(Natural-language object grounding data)
-- Opening Marker --
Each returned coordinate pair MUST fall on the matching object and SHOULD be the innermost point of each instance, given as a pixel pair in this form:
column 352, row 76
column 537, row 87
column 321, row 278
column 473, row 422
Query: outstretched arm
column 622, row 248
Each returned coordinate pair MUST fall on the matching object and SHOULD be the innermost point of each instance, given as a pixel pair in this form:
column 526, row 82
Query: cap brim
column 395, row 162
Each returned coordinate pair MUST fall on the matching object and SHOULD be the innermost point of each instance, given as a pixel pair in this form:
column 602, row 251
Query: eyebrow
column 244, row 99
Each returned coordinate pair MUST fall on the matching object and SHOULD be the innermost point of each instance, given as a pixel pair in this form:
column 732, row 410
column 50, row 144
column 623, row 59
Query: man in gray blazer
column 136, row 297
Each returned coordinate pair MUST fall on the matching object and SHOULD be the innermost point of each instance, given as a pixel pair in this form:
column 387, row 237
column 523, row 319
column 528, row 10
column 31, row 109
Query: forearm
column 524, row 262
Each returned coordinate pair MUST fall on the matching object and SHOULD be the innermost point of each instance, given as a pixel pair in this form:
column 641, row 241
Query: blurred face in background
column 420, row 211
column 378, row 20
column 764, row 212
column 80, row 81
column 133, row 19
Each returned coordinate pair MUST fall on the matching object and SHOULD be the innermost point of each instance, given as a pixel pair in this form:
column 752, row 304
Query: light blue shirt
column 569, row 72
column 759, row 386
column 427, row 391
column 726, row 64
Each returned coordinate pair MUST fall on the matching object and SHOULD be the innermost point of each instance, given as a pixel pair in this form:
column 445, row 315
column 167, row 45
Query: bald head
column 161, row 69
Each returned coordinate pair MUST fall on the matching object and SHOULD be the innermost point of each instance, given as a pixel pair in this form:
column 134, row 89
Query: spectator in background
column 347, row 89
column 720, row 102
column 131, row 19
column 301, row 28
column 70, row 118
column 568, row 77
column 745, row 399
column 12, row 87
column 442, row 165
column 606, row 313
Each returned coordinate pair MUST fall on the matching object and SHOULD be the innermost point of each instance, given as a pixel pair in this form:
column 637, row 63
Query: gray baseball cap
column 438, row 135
-- Closing Marker --
WORK TO COMPLETE: Exact retyping of every entry is required.

SOLUTION TO THIS TASK:
Each returned coordinate pair MUST fall on the matching object and SHOULD be the innermost point of each instance, given as a pixel pair in this form:
column 352, row 76
column 537, row 87
column 321, row 278
column 473, row 422
Query: outstretched arm
column 622, row 248
Each returned coordinate pair MUST fall on the matching object and SHOULD be the innermost point of each instance, given as a pixel pair in this form:
column 526, row 82
Query: cap brim
column 395, row 162
Each returned coordinate pair MUST fall on the matching object and SHOULD be the innermost point of each instance, given as a pixel pair in this form:
column 602, row 251
Query: eyebrow
column 244, row 99
Each returned coordinate pair MUST fall on the matching object and SHOULD be the innermost point of each instance, given as a pixel pair in this form:
column 732, row 410
column 50, row 144
column 623, row 59
Query: man in gray blazer
column 136, row 297
Each returned coordinate pair MUST fall on the matching object and SHOULD be the innermost point of each instance, given as a pixel pair in this form:
column 387, row 237
column 523, row 319
column 528, row 10
column 31, row 109
Query: forearm
column 524, row 262
Each returned coordinate pair MUST fall on the matching object and SHOULD be the innermost point of each instance, given as a pixel pair in this form:
column 641, row 241
Query: blurred face in background
column 420, row 211
column 378, row 20
column 764, row 212
column 80, row 81
column 133, row 19
Each returned coordinate pair MUST fall on the matching object and SHOULD be the innermost point of each instance, given as a pixel pair in this form:
column 752, row 304
Query: light blue shirt
column 569, row 72
column 759, row 386
column 427, row 391
column 726, row 64
Each returned coordinate pair MUST fall on the matching object and SHOULD be the innermost point of each instance, given as a pixel pair in this form:
column 445, row 315
column 167, row 45
Query: bald head
column 161, row 69
Each returned coordinate pair MUST fall on the matching object and SHOULD be the innermost point of each instance, given as a pixel pair in this form:
column 134, row 89
Query: spectator in background
column 347, row 89
column 720, row 102
column 131, row 19
column 301, row 28
column 70, row 118
column 568, row 77
column 745, row 399
column 12, row 87
column 442, row 165
column 606, row 313
Each returned coordinate pair MUST fall on the matching object and SHOULD be the innermost point of each instance, given as a pixel pair in this form:
column 637, row 63
Query: gray baseball cap
column 438, row 135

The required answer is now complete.